◆ Source:
__________________________________________________
All of us at the Katy Prairie Conservancy hope that 2008 brought you many opportunities to experience the wild side of the Katy Prairie.  If you enjoyed visiting the prairie or simply reading about it in our newsletter, please consider a generous year-end gift to the Conservancy.  Your donation will help ensure that all the wild things can continue to make the prairie their home. Here's wishing you a
wildly happy and prosperous New Year!

Where can you experience the wilder side of nature - just 30 miles from downtown Houston (at least as the goose flies)?  Where do Bobcats run along creeks, White-tailed Deer bound across fields, and Bald Eagles soar high overhead?  The Katy Prairie is home to these creatures and more, but your help is needed to expand and protect this habitat. 
 
More than 300 species of magnificent birds and other wildlife, including bullfrogs, snakes, ducks, beavers, bass, and geese call the Katy Prairie home.  Some only winter on the prairie, some stop to rest on their spring and fall migrations back home, and some spend their entire lives on the prairie -- brooding, nesting, nurturing, and resting amidst an amazing array of native grasses and plants, including Big Bluestem, Indiangrass, Coneflower, Kansas Blazing Star, and Rattlesnake Master.
 
These plants and animals aren't the only creatures on the Katy Prairie.  Bicyclists traverse county roads to train for the MS 150.  Hikers seek trails along bayous and in fields to enjoy the early morning dew.  Birdwatchers set up scopes at dawn and dusk to glimpse a life bird or just to watch the habits of familiar animals.  Photographers spend days on the prairie to catch the right light and the right shot.  Schoolchildren do fieldwork in nature's outdoor laboratory.
__________________________________________________
◆ Brief 1:
According to the Katy Prairie passage, how many species of birds and other wildlife call the prairie home?

◆ Data extract:
__________________________________________________
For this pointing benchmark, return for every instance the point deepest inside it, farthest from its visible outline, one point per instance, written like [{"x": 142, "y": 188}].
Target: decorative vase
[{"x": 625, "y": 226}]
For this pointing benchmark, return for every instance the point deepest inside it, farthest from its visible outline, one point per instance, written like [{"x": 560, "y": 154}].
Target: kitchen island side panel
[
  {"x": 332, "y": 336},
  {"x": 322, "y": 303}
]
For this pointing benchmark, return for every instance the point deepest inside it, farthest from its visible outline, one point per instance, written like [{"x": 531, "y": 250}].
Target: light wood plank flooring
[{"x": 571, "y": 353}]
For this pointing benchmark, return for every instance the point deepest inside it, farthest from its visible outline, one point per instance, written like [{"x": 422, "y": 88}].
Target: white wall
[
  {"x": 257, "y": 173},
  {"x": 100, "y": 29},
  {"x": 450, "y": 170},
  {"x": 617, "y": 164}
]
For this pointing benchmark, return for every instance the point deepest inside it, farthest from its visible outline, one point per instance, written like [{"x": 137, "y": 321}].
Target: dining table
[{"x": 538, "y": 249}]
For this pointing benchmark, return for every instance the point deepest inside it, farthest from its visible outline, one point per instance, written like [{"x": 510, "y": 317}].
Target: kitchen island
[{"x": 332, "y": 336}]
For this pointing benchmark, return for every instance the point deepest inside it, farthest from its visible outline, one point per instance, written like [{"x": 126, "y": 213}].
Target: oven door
__________________________________________________
◆ Brief 2:
Write out all of the entries above, line for line and unchanged.

◆ Task response 1:
More than 300.

◆ Task response 2:
For this pointing benchmark, return for every instance the point deepest inside it, farthest from its visible outline, one point per instance, written like [{"x": 142, "y": 188}].
Target: decorative vase
[{"x": 625, "y": 226}]
For this pointing benchmark, return for every instance the point deepest inside it, farthest from its visible outline, one point per instance, written like [{"x": 560, "y": 154}].
Target: kitchen island side panel
[
  {"x": 332, "y": 336},
  {"x": 322, "y": 303}
]
For this pointing benchmark, return for every instance the point deepest inside it, farthest from its visible outline, one point per instance, written like [{"x": 531, "y": 250}].
Target: light wood plank flooring
[{"x": 571, "y": 353}]
For this pointing benchmark, return for every instance the point deepest inside it, farthest from its visible outline, one point per instance, written like [{"x": 422, "y": 88}].
Target: white wall
[
  {"x": 257, "y": 173},
  {"x": 100, "y": 29},
  {"x": 450, "y": 170},
  {"x": 617, "y": 164}
]
For this pointing benchmark, return for every instance the point deepest inside it, farthest from its visible outline, one point per instance, written like [{"x": 137, "y": 321}].
Target: dining table
[{"x": 538, "y": 249}]
For this pointing benchmark, return for every instance the point deepest inside it, farthest from its visible outline, one point per instance, written like [{"x": 510, "y": 317}].
Target: kitchen island
[{"x": 332, "y": 336}]
For this pointing benchmark, return for every instance the point deepest inside it, farthest from its visible outline, one point per instance, written like [{"x": 126, "y": 213}].
Target: oven door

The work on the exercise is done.